▶ TASK PROMPT:
Repeat the listing below in full and exactly, but without its pictures.

▶ SUPPLIED DATA:
Segment Open

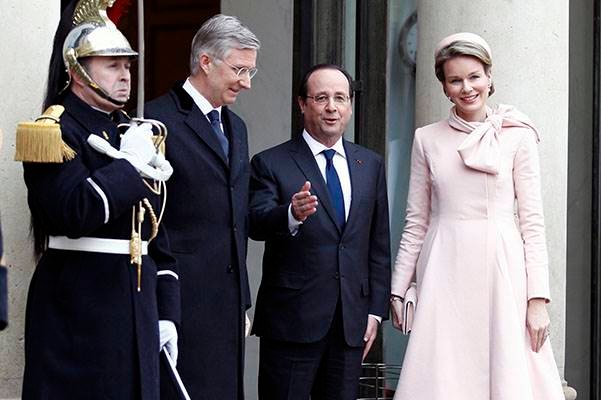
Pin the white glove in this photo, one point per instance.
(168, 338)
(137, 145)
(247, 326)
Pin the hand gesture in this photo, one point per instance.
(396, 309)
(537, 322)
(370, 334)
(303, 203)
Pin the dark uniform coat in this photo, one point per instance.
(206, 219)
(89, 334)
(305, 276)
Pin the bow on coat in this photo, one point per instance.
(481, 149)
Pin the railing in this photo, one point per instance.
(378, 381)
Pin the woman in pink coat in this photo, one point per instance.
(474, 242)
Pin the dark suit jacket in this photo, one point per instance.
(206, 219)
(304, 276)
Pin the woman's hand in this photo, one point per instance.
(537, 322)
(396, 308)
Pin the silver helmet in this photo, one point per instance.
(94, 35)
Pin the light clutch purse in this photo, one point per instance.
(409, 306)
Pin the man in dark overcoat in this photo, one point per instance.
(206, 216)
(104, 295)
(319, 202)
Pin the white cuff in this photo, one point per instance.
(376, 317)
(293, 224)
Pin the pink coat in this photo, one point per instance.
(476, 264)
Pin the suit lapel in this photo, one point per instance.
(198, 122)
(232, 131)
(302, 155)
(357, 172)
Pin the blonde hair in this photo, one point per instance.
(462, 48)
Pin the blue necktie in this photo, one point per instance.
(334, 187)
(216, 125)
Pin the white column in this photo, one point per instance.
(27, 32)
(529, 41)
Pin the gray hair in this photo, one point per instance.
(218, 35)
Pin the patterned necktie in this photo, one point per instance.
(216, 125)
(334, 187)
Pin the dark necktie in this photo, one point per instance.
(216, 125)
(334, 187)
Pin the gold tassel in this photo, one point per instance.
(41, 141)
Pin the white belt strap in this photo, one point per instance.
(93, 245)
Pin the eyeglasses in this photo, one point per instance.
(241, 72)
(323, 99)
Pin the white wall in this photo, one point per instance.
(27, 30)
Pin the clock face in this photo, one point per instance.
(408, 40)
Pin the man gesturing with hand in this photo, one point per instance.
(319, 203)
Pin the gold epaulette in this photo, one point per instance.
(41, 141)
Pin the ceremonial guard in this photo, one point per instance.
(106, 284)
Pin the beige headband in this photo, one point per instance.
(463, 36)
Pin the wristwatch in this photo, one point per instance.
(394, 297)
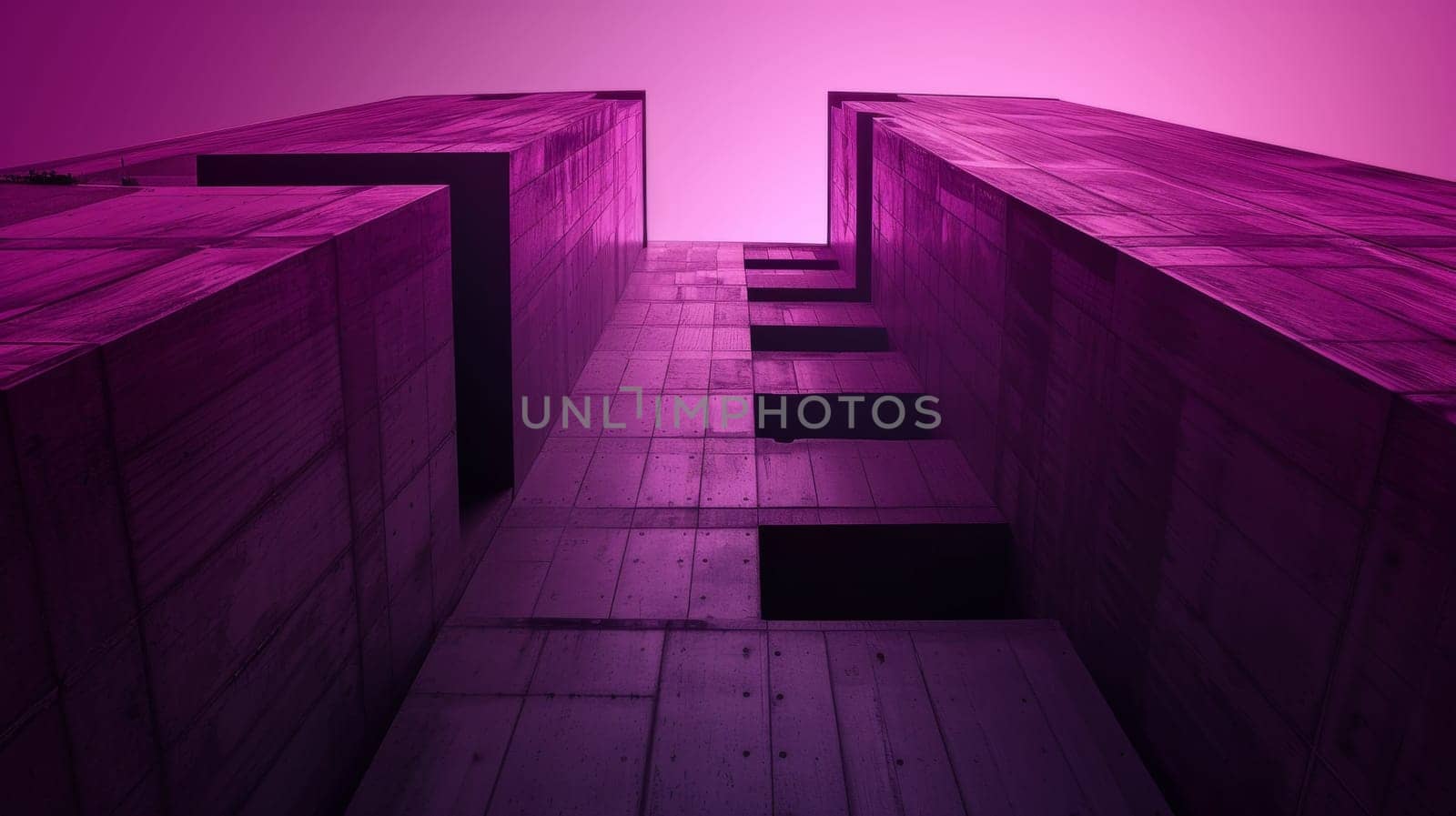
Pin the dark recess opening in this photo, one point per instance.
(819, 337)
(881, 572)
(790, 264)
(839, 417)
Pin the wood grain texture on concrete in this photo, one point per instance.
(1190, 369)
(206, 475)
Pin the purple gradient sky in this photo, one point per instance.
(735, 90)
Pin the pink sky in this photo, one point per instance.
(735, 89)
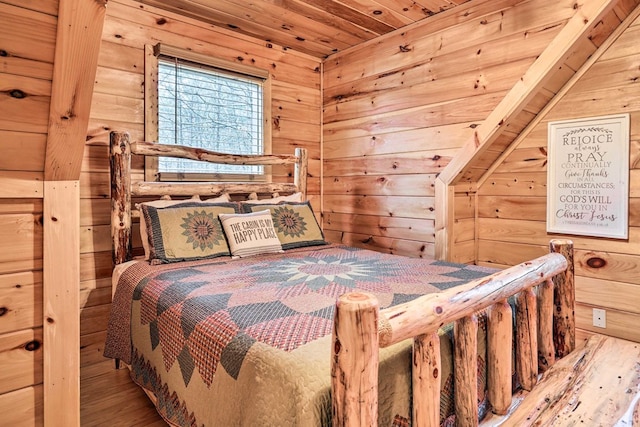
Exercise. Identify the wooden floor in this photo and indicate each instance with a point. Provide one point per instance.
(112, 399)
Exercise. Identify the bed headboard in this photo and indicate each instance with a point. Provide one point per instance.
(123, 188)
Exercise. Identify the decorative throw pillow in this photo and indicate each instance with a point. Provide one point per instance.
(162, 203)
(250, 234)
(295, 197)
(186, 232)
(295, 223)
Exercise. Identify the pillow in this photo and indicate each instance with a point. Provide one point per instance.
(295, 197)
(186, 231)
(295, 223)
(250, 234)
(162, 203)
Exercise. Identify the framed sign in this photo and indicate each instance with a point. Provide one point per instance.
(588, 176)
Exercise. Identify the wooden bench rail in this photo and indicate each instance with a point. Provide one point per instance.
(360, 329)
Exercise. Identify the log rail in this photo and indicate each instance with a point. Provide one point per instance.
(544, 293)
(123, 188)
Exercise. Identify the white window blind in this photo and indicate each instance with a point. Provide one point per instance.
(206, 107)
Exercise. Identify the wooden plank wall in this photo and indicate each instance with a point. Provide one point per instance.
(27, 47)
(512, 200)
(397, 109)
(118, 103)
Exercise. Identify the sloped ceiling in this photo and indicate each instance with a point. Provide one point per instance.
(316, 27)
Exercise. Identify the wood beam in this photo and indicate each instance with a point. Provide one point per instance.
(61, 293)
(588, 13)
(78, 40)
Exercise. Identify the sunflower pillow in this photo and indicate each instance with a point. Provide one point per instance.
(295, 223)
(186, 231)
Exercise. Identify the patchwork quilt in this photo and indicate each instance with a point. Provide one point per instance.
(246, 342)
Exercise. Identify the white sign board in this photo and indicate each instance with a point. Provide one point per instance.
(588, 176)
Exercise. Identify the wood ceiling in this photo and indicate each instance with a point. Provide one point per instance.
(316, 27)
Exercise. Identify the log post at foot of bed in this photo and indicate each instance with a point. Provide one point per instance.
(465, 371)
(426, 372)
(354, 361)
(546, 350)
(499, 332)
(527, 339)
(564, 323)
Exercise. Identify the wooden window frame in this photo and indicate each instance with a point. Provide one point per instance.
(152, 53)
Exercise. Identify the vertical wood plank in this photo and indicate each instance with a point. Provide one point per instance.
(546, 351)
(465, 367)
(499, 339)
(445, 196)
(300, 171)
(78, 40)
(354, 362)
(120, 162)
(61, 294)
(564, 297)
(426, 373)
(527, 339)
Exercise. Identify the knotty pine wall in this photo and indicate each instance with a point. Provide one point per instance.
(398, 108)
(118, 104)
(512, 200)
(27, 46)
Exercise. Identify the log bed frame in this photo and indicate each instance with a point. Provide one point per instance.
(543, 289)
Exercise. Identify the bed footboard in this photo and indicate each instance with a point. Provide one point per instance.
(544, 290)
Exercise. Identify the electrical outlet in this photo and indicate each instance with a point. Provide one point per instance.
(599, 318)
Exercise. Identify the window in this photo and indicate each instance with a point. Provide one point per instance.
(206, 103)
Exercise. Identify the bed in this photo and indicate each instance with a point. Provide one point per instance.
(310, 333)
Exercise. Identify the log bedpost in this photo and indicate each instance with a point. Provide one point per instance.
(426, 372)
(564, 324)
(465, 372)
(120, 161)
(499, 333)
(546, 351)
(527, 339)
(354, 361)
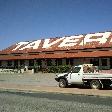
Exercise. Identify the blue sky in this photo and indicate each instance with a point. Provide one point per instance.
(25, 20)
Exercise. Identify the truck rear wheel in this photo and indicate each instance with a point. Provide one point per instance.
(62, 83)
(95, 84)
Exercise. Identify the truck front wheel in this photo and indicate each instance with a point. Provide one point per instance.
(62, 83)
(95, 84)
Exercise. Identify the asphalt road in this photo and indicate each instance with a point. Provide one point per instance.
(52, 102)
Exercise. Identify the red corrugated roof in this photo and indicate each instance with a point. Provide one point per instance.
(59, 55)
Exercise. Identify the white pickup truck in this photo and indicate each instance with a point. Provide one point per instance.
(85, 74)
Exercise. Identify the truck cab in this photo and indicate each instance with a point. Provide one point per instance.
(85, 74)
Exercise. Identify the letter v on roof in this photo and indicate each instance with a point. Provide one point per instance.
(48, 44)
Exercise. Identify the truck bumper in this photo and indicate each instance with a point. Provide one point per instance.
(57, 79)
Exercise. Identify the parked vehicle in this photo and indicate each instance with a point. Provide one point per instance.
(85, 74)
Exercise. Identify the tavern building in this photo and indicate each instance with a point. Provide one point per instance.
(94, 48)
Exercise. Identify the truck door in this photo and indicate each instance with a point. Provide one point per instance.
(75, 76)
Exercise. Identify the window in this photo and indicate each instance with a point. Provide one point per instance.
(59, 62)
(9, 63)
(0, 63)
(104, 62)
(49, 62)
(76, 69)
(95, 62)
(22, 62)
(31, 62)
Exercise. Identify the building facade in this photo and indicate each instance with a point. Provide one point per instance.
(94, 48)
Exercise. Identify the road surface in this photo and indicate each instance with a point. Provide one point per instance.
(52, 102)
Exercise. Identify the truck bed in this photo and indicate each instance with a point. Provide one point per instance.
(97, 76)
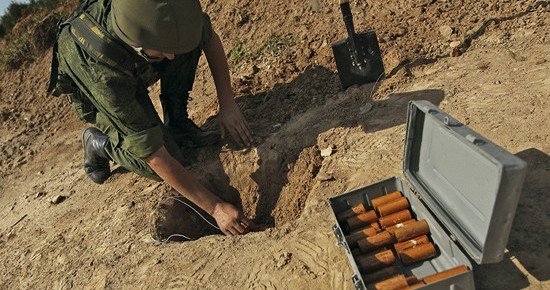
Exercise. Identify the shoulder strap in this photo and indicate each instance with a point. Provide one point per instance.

Segment Closed

▶ TASK ANSWER:
Pin the white glove in this photo, one point per instance.
(168, 338)
(137, 145)
(247, 326)
Pin the hand gesture in this photo, one point per instance.
(396, 309)
(537, 322)
(370, 334)
(303, 203)
Pin the dark uniform coat in this photo, one point per instance.
(206, 219)
(89, 334)
(305, 276)
Pin the bow on coat in this photo, one point per instance.
(481, 149)
Pin the railing in this photo, one point per instance.
(378, 381)
Pin the woman in pink coat in this photo, one point per instance.
(474, 242)
Pin the dark suit jacket in this photo, one point per instance.
(206, 219)
(304, 276)
Pin the woman's hand in this photo, one point per instance.
(537, 322)
(396, 308)
Pin the silver helmet in this photo, one point per instance.
(94, 35)
Pin the light clutch purse in this photo, one point per instance.
(409, 306)
Pin the man in dark overcoat in this photo, one point per instance.
(206, 216)
(104, 295)
(319, 202)
Pin the white cuff in this photo, one point per instance.
(376, 317)
(293, 224)
Pin the pink coat in this photo, one point per instance.
(476, 264)
Pin the suit lapel in this photo, one point per instance.
(198, 122)
(232, 131)
(302, 155)
(357, 172)
Pin the blonde hair in this photo, one point per instance.
(462, 48)
Pin the blue necktie in this photo, one point per instance.
(334, 187)
(216, 125)
Pin the white column in this photo, one point per instance.
(27, 32)
(529, 41)
Pin the gray hair in this photo, one point per instance.
(218, 35)
Pin the patterned necktie in this photo, one point per instance.
(216, 125)
(334, 187)
Pin the dark necktie in this photo, one point per instance.
(216, 125)
(334, 187)
Pin the gold tassel in this photo, one point per instance.
(41, 141)
Pin the white belt strap in this photo, one point per instance.
(93, 245)
Pin the eyeglasses in this photo, one point per instance.
(241, 72)
(323, 99)
Pin the white wall in this photo, one point per instance.
(27, 30)
Pin the clock face in this photo, one point per instance.
(408, 40)
Pin the man gesturing with hand in this photo, one point per instance.
(319, 203)
Pin the gold epaulette in this photo, one point per instance.
(41, 141)
Pin the ceremonial guard in this photo, one point per instance.
(106, 284)
Pin the beige headband in this photo, one point per instance.
(463, 36)
Pin the wristwatch in this photo, one point per instance.
(394, 297)
Pin the dark recess opening in this photo, one point per instance.
(819, 337)
(881, 572)
(790, 264)
(839, 417)
Pin the wood grain texture on concrete in this photo, one point per instance.
(1190, 369)
(206, 475)
Pin the purple gradient sky in this photo, one point per instance.
(735, 90)
Pin the pink sky in this photo, one point per instance.
(735, 89)
Exercise. Identify the wooden floor in this photo and indicate each instance with a point. Provide one point per instance.
(112, 399)
Exercise. Identify the bed headboard in this photo and indicate each instance with a point. Provide one point per instance.
(123, 188)
Exercise. Identify the decorative throw pillow in this photo and indicate each instance with a point. Provide one point per instance.
(162, 203)
(250, 234)
(295, 197)
(186, 232)
(295, 223)
Exercise. Identify the pillow in this photo and indicate each instance with a point. Provide one point per instance.
(295, 197)
(186, 231)
(295, 223)
(250, 234)
(162, 203)
Exercise. Identify the framed sign in this photo and indicate each instance with a point. Provide one point per instance.
(588, 176)
Exercise. Identify the wooden bench rail in this photo and indicate each instance with a point. Provide one point per instance.
(360, 329)
Exercise. Identify the log rail in this photo and indicate each instance with a point. Provide one point per instance.
(544, 293)
(123, 188)
Exercise. Identify the white window blind in this photo and indicate each instance with a point. Provide one point per instance.
(206, 107)
Exercise. Identify the wooden plank wall in this photo and indicate each instance with a point. Provide one point per instance.
(27, 47)
(512, 200)
(397, 109)
(118, 103)
Exercise. Identify the sloped ceiling in this photo and indicate each instance with a point. Provide one point per instance.
(316, 27)
Exercise. Identify the wood beam in this photo and indicate each instance with a point. Provide one point per instance.
(61, 293)
(588, 13)
(78, 40)
Exercise. Identify the sunflower pillow in this photo and indicate each instance with a point. Provide one point per instance.
(295, 223)
(186, 231)
Exercise. Identify the patchwork quilt in this photo and indicate each instance with a point. Provide one point per instance.
(246, 342)
Exercise. Identify the white sign board in this photo and indicate each instance with a point. Provide one point per instance.
(588, 176)
Exercise. Identify the wood ceiling in this photo and indicate each instance with a point. Provide one point per instance.
(316, 27)
Exercise. Identify the log post at foot of bed in this photo and indicate each instance with a point. Provide one point per instance.
(465, 371)
(426, 372)
(354, 361)
(546, 350)
(499, 332)
(527, 339)
(564, 323)
Exercise. Identify the wooden window frame in this photo and indicate each instance with a point. Provide one point per instance.
(152, 53)
Exercise. Identify the vertical wood plank in this photo and indicate each instance with a point. Provide one point per instance.
(546, 351)
(465, 367)
(499, 339)
(445, 196)
(300, 171)
(78, 40)
(354, 362)
(120, 162)
(61, 294)
(564, 297)
(426, 373)
(527, 339)
Exercise. Identify the knotty pine wall in this photo and indicate each instance with a point. Provide one point per instance.
(398, 108)
(118, 104)
(512, 200)
(27, 46)
Exercise. Identify the log bed frame in this photo and indicate each instance with a point. Provide one point per instance.
(543, 289)
Exercise. Identify the bed footboard in this photo and indicate each instance with a point. Provide one point per instance.
(544, 290)
Exercise. Identify the electrical outlet in this photo and indicate each instance with a point. Provide one point per instance.
(599, 318)
Exercise. Identify the window in this photo and indicate each instance with a point. Provide one point per instance.
(206, 103)
Exercise. Identify the bed in this photo and indicate each instance with a point. Provide one point per instance.
(310, 333)
Exercise. Identify the log bedpost in this photo and indicate each instance with a point. Provide one point per instance.
(426, 372)
(564, 324)
(465, 372)
(120, 161)
(499, 333)
(546, 351)
(527, 339)
(354, 361)
Exercise. Identify the blue sky in this photo and indicate each instance with a point. Provide one point per instance.
(25, 20)
Exercise. Identify the truck rear wheel in this photo and indicate each instance with a point. Provide one point per instance.
(62, 83)
(95, 84)
Exercise. Identify the truck front wheel in this photo and indicate each instance with a point. Provide one point per instance.
(62, 83)
(95, 84)
Exercise. Identify the asphalt road in this photo and indicate each instance with a point. Provide one point per instance.
(52, 102)
Exercise. Identify the red corrugated roof in this photo and indicate each instance with a point. Provide one point per instance.
(59, 55)
Exercise. Identify the white pickup truck in this photo and indicate each instance with a point. Provide one point per instance.
(85, 74)
Exercise. Identify the truck cab in this photo and indicate each instance with a point. Provide one point per instance.
(85, 74)
Exercise. Identify the letter v on roof in this photo and indicate each instance with a point. Provide one point per instance.
(48, 44)
Exercise. Identify the truck bumper in this photo and indicate each instance with a point. Provide one point per instance.
(57, 79)
Exercise. Identify the parked vehicle in this photo and indicate each instance with a point. Provide one point per instance.
(85, 74)
Exercise. Identify the tavern building in this photo and indicate each instance with a point. Provide one point per instance.
(94, 48)
Exercise. Identify the truck door in this photo and indicate each instance with a point. Provide one point per instance.
(75, 76)
Exercise. Identify the window in this photo and indicate each instance with a point. Provide one point per instance.
(59, 62)
(9, 63)
(0, 63)
(104, 62)
(49, 62)
(76, 69)
(95, 62)
(22, 62)
(31, 62)
Exercise. Identify the building facade in this photo and indicate each instance with a point. Provide one point per instance.
(94, 48)
Exercise. Identify the road surface in this photo and indicate each instance with a point. Provide one point per instance.
(52, 102)
Exercise. Identify the truck bed in this photo and indicate each instance with a point. Provide one point per instance.
(97, 76)
Exercise. Identify the shoulder strap in this photo and indicate each instance with a point. Provide one point per instance.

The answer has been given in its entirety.